═══ TEXTE RETENU
J’avais justement en tête depuis quelques semaines de parler ici du nouveau morceau de Necronomidol, intitulé TUPILAQ, sorti au début du mois de Juin cette année. Ce morceau naît après quelques turbulences dans le groupe car plusieurs membres l’ont quitté soudainement dont Risaki Kakizaki. Depuis le départ de Sari, qui était avec son visage maquillé une figure immédiatement reconnaissable du groupe, j’ai l’impression que le groupe a eu du mal à se trouver un équilibre. Du groupe actuel composé de 4 membres, je ne connais que Himari Tsukishiro qui est une des rescapées de la formation et en deviendrait même le symbole. J’imagine d’ailleurs que la pochette dessinée par l’illustrateur Ichiba Daisuke est inspirée par l’image d’Himari. Ce n’est qu’une supposition car je ne connais pas du tout l’univers d’Ichiba Daisuke, dont je n’ouvre volontairement pas la porte (pour l’instant). Enfin, l’image de la pochette donne une bonne idée de ce qu’on peut y entrevoir. Je suis très agréablement surpris par la qualité de ce nouveau morceau TUPILAQ, qui démarre comme si on descendait dans les bas fonds jusqu’à ce que la puissance des guitares et de la batterie prennent le relais. Le morceau est très solide tout comme les voix qui ne perdent pas le dessus sur les guitares pourtant très présentes. Le groupe semble désormais plus mûr dans son chant groupé, et c’est peut être dû à cette nouvelle composition. Musicalement, l’esprit métal est toujours très présent. Je ne suis pas adepte du métal mais j’aime quand ce son là vient contraster avec les voix féminines du groupe. Sari, de son côté, a continué son chemin musical loin des noirceurs gothiques, en se tournant plutôt vers les sons électroniques. Elle a sorti un EP au mois de Mars et un autre morceau en Mai 2020, sari no shitaku, que j’écoute très régulièrement. La musique faite de sursauts est composée par Kei Toriki, nom que j’avais déjà vu associé au groupe Ray si mes souvenirs sont bons. Le morceau est intéressant car il n’a pas vraiment de refrain et se compose d’une progression continue. Ces deux morceaux sont disponibles sur Bandcamp, qui devient petit à petit une des meilleures plateformes musicales, à mon avis.

通りゃんせ

Les passages entre les nuages qui se découvrent petit à petit révèlent des trésors que seul le marcheur attentif peut voir. Ces chemins sont étroits et peuvent se refermer subitement sans prévenir. Avançons tant que nous le pouvons. 通りゃんせ. Les possibilités d’avancer petit à petit sur ces chemins sans rendre de compte à personne s’éteindront peut être un jour. Avançons même si on ne se sent pas invité sur ces chemins, même si on ne fait parti de ceux qu’on reconnaît de loin lorsqu’ils arpentent ces routes. Le marcheur garde ici son statut d’homme de passage et ne s’approprie pas les lieux. Les instants qu’il entrevoit dans ce monde urbain rendu flou par la densité des choses disparaîtra pour ses yeux sous un nuage opaque. Alors marchons encore un peu plus avant que ce chemin ne se referme dernière nous. 通りゃんせ.
══════
OBJECTIF A. Selon le texte sur Necronomidol, quel illustrateur a dessiné la pochette de TUPILAQ ?
Le texte et la liste constituent deux supports distincts.
═══ ENTRÉES EXTRAITES
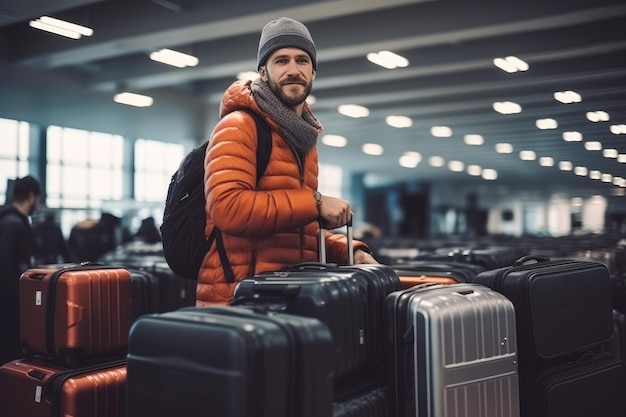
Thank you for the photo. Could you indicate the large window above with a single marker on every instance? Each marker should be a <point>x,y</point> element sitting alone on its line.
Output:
<point>84,168</point>
<point>14,138</point>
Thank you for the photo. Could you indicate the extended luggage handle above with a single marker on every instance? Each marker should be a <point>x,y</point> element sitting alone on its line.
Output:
<point>529,258</point>
<point>322,243</point>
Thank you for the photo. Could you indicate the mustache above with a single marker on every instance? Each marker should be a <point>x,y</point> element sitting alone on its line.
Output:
<point>293,80</point>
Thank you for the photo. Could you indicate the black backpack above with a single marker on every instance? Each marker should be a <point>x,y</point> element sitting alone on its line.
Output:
<point>184,243</point>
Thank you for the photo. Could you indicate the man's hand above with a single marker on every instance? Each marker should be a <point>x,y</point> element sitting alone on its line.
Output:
<point>334,212</point>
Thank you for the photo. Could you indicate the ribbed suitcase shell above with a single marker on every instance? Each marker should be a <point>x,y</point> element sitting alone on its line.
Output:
<point>562,306</point>
<point>452,350</point>
<point>229,361</point>
<point>75,313</point>
<point>336,298</point>
<point>39,389</point>
<point>593,385</point>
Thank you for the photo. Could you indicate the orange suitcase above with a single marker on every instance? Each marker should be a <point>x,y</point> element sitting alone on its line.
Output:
<point>33,388</point>
<point>75,313</point>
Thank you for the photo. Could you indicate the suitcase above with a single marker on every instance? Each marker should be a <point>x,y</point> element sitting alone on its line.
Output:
<point>363,398</point>
<point>451,350</point>
<point>75,313</point>
<point>562,306</point>
<point>592,385</point>
<point>229,361</point>
<point>36,388</point>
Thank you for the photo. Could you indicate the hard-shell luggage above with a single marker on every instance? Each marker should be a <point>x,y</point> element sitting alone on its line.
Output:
<point>590,385</point>
<point>36,388</point>
<point>338,298</point>
<point>229,361</point>
<point>562,306</point>
<point>366,398</point>
<point>451,350</point>
<point>75,313</point>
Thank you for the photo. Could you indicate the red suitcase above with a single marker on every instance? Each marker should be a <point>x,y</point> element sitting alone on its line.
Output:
<point>75,313</point>
<point>33,388</point>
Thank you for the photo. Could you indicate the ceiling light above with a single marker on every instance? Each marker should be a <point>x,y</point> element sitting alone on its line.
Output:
<point>399,121</point>
<point>473,140</point>
<point>546,161</point>
<point>372,149</point>
<point>594,174</point>
<point>132,99</point>
<point>510,64</point>
<point>248,75</point>
<point>410,159</point>
<point>353,110</point>
<point>436,161</point>
<point>580,171</point>
<point>545,124</point>
<point>597,116</point>
<point>474,170</point>
<point>504,148</point>
<point>456,166</point>
<point>507,107</point>
<point>567,97</point>
<point>334,140</point>
<point>174,58</point>
<point>572,136</point>
<point>490,174</point>
<point>441,131</point>
<point>593,145</point>
<point>618,129</point>
<point>61,27</point>
<point>388,59</point>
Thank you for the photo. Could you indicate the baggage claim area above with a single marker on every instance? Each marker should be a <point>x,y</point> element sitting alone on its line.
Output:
<point>481,148</point>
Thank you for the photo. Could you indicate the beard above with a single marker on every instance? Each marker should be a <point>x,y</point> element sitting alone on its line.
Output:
<point>291,97</point>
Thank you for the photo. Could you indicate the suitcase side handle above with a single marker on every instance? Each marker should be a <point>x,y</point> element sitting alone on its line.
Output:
<point>322,243</point>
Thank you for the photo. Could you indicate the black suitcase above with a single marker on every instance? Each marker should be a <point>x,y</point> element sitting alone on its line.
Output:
<point>562,307</point>
<point>592,385</point>
<point>229,361</point>
<point>362,398</point>
<point>336,298</point>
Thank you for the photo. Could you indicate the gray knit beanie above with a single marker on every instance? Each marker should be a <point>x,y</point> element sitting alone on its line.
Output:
<point>285,33</point>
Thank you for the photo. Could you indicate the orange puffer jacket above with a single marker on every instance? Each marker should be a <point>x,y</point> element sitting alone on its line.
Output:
<point>263,228</point>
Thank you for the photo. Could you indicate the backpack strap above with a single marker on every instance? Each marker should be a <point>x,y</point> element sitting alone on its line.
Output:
<point>263,152</point>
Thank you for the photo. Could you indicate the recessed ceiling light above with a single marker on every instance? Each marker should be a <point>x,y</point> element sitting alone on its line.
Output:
<point>399,121</point>
<point>133,99</point>
<point>353,110</point>
<point>372,149</point>
<point>504,148</point>
<point>441,131</point>
<point>473,139</point>
<point>334,141</point>
<point>510,64</point>
<point>545,124</point>
<point>567,97</point>
<point>388,59</point>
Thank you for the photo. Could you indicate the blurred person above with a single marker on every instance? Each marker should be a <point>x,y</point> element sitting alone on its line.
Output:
══════
OBJECTIF B. Relevez chaque ligne de la liste où figure le mot "suitcase".

RÉPONSE ATTENDUE A. La pochette a été dessinée par Ichiba Daisuke.

RÉPONSE ATTENDUE B.
Thank you for the photo. Could you indicate the ribbed suitcase shell above with a single marker on every instance? Each marker should be a <point>x,y</point> element sitting alone on its line.
Thank you for the photo. Could you indicate the orange suitcase above with a single marker on every instance? Each marker should be a <point>x,y</point> element sitting alone on its line.
Thank you for the photo. Could you indicate the suitcase above with a single marker on every instance? Each marker should be a <point>x,y</point> element sitting alone on its line.
Thank you for the photo. Could you indicate the red suitcase above with a single marker on every instance? Each marker should be a <point>x,y</point> element sitting alone on its line.
Thank you for the photo. Could you indicate the suitcase side handle above with a single marker on every instance? Each marker should be a <point>x,y</point> element sitting alone on its line.
Thank you for the photo. Could you indicate the black suitcase above with a single marker on every instance? Each marker should be a <point>x,y</point> element sitting alone on its line.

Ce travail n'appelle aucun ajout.